Saved data entries:
================================
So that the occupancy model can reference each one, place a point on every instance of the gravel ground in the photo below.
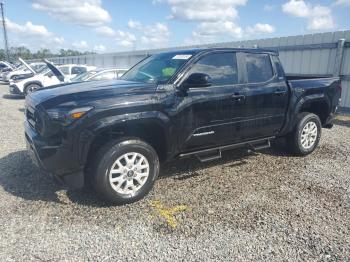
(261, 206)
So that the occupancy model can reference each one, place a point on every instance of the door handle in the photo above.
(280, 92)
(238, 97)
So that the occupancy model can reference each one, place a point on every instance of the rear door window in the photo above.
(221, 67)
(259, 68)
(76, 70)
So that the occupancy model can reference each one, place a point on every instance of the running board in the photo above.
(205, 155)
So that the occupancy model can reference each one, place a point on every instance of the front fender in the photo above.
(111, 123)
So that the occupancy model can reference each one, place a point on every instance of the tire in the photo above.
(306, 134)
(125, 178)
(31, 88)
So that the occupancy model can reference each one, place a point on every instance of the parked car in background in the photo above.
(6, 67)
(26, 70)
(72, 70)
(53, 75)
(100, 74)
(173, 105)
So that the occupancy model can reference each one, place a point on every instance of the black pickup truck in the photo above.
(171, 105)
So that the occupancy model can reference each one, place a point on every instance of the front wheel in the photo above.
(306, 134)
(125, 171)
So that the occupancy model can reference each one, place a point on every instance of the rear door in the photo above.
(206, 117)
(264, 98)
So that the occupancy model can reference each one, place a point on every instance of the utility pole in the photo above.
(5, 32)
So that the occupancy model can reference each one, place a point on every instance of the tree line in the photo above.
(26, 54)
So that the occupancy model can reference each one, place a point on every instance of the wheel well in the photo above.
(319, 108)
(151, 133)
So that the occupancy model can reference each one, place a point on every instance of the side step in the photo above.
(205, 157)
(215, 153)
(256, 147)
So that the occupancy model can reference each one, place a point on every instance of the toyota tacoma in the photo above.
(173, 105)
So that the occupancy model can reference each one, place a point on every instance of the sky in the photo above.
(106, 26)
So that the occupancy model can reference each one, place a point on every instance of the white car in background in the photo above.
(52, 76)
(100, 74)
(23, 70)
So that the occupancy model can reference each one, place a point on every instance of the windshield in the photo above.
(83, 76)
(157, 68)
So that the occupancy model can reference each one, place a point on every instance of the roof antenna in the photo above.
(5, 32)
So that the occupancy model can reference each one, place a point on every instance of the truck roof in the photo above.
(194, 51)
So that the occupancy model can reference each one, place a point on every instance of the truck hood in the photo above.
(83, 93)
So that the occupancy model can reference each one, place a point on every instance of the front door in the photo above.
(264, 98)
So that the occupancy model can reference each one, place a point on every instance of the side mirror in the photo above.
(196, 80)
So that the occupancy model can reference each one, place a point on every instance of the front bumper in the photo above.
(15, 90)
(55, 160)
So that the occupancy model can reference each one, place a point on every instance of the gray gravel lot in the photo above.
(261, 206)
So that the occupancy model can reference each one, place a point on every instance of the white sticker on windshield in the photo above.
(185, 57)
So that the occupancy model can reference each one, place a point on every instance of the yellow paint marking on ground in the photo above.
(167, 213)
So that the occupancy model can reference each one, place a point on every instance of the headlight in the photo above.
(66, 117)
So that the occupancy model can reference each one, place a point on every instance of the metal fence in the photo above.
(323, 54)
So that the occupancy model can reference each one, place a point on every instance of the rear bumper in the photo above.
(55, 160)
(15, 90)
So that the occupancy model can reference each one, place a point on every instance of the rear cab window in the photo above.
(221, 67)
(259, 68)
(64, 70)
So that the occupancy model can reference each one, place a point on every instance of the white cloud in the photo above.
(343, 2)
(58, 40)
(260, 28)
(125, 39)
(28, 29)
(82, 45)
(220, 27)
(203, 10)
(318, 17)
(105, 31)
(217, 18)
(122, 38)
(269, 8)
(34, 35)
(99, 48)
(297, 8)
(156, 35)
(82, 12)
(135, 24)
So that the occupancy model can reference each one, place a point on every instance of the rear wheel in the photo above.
================================
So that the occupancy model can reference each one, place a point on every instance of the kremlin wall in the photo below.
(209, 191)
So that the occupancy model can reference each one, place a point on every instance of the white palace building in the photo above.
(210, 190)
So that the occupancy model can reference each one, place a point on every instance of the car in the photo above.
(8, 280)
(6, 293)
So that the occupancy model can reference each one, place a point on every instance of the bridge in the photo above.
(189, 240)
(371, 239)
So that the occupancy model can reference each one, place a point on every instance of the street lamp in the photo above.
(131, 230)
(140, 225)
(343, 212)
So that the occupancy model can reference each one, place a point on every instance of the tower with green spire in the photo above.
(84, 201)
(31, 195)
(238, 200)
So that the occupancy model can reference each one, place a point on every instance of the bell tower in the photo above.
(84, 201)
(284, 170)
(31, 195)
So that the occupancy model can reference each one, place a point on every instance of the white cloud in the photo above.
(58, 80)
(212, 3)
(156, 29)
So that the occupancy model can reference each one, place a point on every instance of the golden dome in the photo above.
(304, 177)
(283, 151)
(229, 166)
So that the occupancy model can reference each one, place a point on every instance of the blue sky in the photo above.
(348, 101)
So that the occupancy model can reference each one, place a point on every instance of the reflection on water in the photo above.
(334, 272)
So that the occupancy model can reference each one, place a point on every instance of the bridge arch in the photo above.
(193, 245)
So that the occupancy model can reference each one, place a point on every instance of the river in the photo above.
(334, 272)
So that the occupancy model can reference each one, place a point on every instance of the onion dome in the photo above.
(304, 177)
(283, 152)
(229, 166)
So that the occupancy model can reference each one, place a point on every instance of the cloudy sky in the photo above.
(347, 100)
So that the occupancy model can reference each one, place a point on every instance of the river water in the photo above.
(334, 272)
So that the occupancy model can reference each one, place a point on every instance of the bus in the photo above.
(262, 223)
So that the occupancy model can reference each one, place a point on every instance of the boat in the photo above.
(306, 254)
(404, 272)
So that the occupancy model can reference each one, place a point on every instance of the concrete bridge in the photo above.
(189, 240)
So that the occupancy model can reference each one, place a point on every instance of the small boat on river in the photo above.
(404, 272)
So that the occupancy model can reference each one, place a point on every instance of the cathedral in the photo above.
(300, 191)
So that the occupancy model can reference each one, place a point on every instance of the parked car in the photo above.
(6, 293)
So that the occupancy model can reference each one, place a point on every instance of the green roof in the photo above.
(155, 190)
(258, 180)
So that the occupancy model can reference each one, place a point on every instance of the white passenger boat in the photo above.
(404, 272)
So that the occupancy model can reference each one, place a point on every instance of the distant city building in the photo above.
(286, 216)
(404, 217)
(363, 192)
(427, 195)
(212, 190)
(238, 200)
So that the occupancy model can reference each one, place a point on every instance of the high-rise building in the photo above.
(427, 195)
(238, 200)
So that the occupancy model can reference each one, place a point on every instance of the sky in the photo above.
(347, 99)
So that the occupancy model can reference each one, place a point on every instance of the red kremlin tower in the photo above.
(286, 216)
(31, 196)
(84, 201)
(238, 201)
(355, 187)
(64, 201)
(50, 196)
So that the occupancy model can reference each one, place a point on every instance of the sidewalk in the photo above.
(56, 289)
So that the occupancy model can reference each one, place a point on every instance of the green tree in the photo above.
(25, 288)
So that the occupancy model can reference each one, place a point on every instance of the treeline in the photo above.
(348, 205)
================================
**Stated task**
Update the data from the line with "rear bumper in the photo above." up to and including the line with "rear wheel in the photo above.", changing "white cloud" to "cumulus cloud" and leaving everything else as it is.

**Correct output**
So that the occupancy model can reference each one, place a point on every instance of the rear bumper in the photo above.
(55, 160)
(15, 90)
So that the occupancy model can reference each one, place a point on every instance of the rear cab window in the photo above.
(221, 67)
(259, 68)
(64, 70)
So that the occupancy model can reference each one, place a point on every instance of the cumulus cloud in the photo above.
(343, 2)
(58, 40)
(260, 28)
(125, 39)
(28, 29)
(82, 45)
(220, 27)
(203, 10)
(318, 17)
(105, 31)
(217, 18)
(122, 38)
(269, 8)
(34, 35)
(99, 48)
(297, 8)
(156, 35)
(82, 12)
(135, 24)
So that the occupancy model can reference each one, place a point on every instance of the rear wheel in the photo above.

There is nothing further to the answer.